▶ [Data for the task]

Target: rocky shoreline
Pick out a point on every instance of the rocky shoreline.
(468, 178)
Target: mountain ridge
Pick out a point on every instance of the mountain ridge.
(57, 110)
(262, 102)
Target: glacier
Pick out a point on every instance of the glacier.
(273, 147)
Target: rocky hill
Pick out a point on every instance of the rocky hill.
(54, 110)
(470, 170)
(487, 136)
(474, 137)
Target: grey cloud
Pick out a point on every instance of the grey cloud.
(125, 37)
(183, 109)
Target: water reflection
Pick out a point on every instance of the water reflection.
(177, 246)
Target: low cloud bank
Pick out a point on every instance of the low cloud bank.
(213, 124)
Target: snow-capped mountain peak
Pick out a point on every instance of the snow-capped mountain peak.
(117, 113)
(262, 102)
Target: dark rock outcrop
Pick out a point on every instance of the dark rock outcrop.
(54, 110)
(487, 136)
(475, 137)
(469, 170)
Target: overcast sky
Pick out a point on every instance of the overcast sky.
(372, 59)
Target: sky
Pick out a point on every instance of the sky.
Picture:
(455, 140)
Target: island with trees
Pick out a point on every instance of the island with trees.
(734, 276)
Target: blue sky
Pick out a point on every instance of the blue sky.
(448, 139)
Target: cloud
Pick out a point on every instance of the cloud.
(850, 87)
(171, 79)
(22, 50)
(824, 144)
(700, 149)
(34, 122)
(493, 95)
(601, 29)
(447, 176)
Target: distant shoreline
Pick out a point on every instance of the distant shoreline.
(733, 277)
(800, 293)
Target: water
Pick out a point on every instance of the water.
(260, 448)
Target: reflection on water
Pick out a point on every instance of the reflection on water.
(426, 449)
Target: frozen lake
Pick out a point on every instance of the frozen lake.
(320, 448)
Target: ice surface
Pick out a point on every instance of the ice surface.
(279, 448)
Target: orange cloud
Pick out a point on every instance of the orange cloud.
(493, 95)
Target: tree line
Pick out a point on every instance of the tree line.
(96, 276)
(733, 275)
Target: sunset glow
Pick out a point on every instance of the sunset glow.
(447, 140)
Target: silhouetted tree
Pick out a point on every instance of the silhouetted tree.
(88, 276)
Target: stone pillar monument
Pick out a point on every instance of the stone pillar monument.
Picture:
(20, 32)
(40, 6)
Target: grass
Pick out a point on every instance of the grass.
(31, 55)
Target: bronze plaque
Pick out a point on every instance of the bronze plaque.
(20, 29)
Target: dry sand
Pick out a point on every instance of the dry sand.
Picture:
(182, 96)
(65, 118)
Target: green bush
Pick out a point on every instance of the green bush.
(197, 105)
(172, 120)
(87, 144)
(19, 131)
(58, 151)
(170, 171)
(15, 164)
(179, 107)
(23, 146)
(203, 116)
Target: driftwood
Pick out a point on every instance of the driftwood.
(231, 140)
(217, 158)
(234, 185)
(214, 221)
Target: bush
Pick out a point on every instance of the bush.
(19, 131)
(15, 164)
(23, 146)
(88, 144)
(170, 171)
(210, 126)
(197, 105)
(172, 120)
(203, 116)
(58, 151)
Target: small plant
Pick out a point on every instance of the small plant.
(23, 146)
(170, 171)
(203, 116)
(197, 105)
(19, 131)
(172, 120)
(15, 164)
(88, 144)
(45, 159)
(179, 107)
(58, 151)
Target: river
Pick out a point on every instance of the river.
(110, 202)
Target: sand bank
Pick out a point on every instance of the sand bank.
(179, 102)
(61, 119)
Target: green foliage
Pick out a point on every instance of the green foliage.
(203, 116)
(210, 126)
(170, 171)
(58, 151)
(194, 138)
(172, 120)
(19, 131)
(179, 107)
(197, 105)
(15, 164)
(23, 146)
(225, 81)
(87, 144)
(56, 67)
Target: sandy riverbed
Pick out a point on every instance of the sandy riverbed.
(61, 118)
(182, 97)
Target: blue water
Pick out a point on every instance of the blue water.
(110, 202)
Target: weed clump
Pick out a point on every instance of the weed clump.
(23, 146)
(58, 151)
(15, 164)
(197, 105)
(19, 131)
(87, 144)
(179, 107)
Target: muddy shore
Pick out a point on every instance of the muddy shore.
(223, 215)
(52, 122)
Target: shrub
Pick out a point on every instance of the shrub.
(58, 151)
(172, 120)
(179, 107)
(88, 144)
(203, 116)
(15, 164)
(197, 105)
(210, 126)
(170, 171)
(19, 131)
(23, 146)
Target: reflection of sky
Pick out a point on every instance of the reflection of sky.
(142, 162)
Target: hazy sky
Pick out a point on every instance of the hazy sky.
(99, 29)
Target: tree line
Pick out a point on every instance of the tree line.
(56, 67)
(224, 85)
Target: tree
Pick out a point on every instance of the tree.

▶ [Work request] Every line of the listing is to be returned exactly as given.

▶ [Exercise answer]
Target: rocky shoreline
Pick out a point on every instance of the rocky shoreline.
(468, 178)
Target: mountain ridge
Pick out a point on every instance of the mountain ridge.
(57, 110)
(262, 102)
Target: glacier
Pick out a point on every instance of the glacier.
(273, 147)
Target: rocky hill
Pick out a point on every instance of the rocky hill.
(54, 110)
(470, 170)
(487, 136)
(474, 137)
Target: grey cloud
Pick out a point on every instance of the grey cloud.
(125, 37)
(183, 109)
Target: water reflection
Pick out a point on every instance of the water reflection.
(177, 246)
Target: low cloud bank
Pick out a point on every instance of the low cloud bank.
(213, 124)
Target: snow-capped mountain peak
Pick out a point on every instance of the snow-capped mountain peak.
(117, 113)
(262, 102)
Target: dark rock outcrop
Pick out a point on every instance of the dark rock outcrop.
(54, 110)
(487, 136)
(475, 137)
(469, 170)
Target: overcast sky
Pick out a point on every instance of the overcast sky.
(372, 59)
Target: sky
Pick out a point on every instance of the sky.
Picture:
(455, 140)
Target: island with trees
Pick out a point on every instance of the island with trees.
(734, 276)
Target: blue sky
Pick out a point on every instance of the blue sky.
(448, 139)
Target: cloud
Pick out a point on every instance of the cloud.
(850, 87)
(171, 79)
(22, 50)
(824, 144)
(700, 149)
(34, 122)
(493, 95)
(601, 29)
(447, 176)
Target: distant shoreline
Pick out a point on every instance of the distant shoreline.
(733, 277)
(800, 293)
Target: water
Pick out a point on every instance of the water.
(260, 448)
Target: reflection on water
Pick out a point on every instance of the reflection on water.
(426, 449)
Target: frozen lake
Pick out a point on every instance of the frozen lake.
(320, 448)
Target: ice surface
Pick out a point on every instance of the ice surface.
(279, 448)
Target: orange cloud
Pick out a point on every instance of the orange cloud.
(493, 95)
Target: tree line
Pick out a point on every instance of the tree line.
(96, 276)
(733, 275)
Target: sunset glow
Pick out a point on every instance of the sunset glow.
(447, 140)
Target: silhouetted tree
Pick out a point on every instance of the silhouetted tree.
(88, 276)
Target: stone pillar monument
Pick out a point on every instance of the stone pillar monument.
Picture:
(20, 32)
(40, 6)
Target: grass
Pick out a point on every instance of the grass.
(31, 55)
Target: bronze plaque
Pick out a point on every instance of the bronze plaque.
(20, 29)
Target: dry sand
Pick out a point on every instance of the dry sand.
Picture:
(182, 96)
(65, 118)
Target: green bush
Pick out a point on every instance of the green bush.
(197, 105)
(172, 120)
(87, 144)
(19, 131)
(58, 151)
(170, 171)
(15, 164)
(179, 107)
(23, 146)
(203, 116)
Target: driftwood
Pick out a point on every instance of the driftwood.
(231, 140)
(217, 158)
(234, 185)
(214, 221)
Target: bush
Pick out a point on every instance of the bush.
(19, 131)
(15, 164)
(23, 146)
(88, 144)
(170, 171)
(210, 126)
(197, 105)
(172, 120)
(203, 116)
(58, 151)
Target: small plant
Pick out a point on every instance of the small plant.
(23, 146)
(170, 171)
(203, 116)
(197, 105)
(19, 131)
(172, 120)
(15, 164)
(88, 144)
(45, 159)
(179, 107)
(58, 151)
Target: river
Pick out a point on every instance of the river.
(110, 202)
Target: sand bank
Pick out a point on every instance of the sand bank.
(179, 102)
(61, 119)
Target: green foliage
Pick out a point on every instance of the green foliage.
(203, 116)
(210, 126)
(170, 171)
(58, 151)
(194, 138)
(172, 120)
(19, 131)
(179, 107)
(197, 105)
(15, 164)
(23, 146)
(225, 81)
(87, 144)
(56, 67)
Target: sandy riverbed
Pick out a point on every instance of the sandy riverbed.
(61, 118)
(182, 97)
Target: blue water
Pick out a point on every instance of the blue water.
(110, 202)
Target: weed clump
Pick out a point on every instance of the weed clump.
(23, 146)
(58, 151)
(15, 164)
(197, 105)
(19, 131)
(87, 144)
(179, 107)
Target: muddy shore
Pick out a point on every instance of the muddy shore.
(223, 215)
(52, 122)
Target: shrub
Pick out a point on every instance of the shrub.
(58, 151)
(172, 120)
(179, 107)
(88, 144)
(203, 116)
(15, 164)
(197, 105)
(210, 126)
(170, 171)
(19, 131)
(23, 146)
Target: reflection of sky
Pick out a point on every instance of the reflection of sky.
(142, 162)
Target: hazy sky
Pick out a point on every instance of the hazy sky.
(99, 29)
Target: tree line
Pick out a point on every instance of the tree line.
(56, 67)
(224, 85)
Target: tree
Pick out a point on every instance of the tree.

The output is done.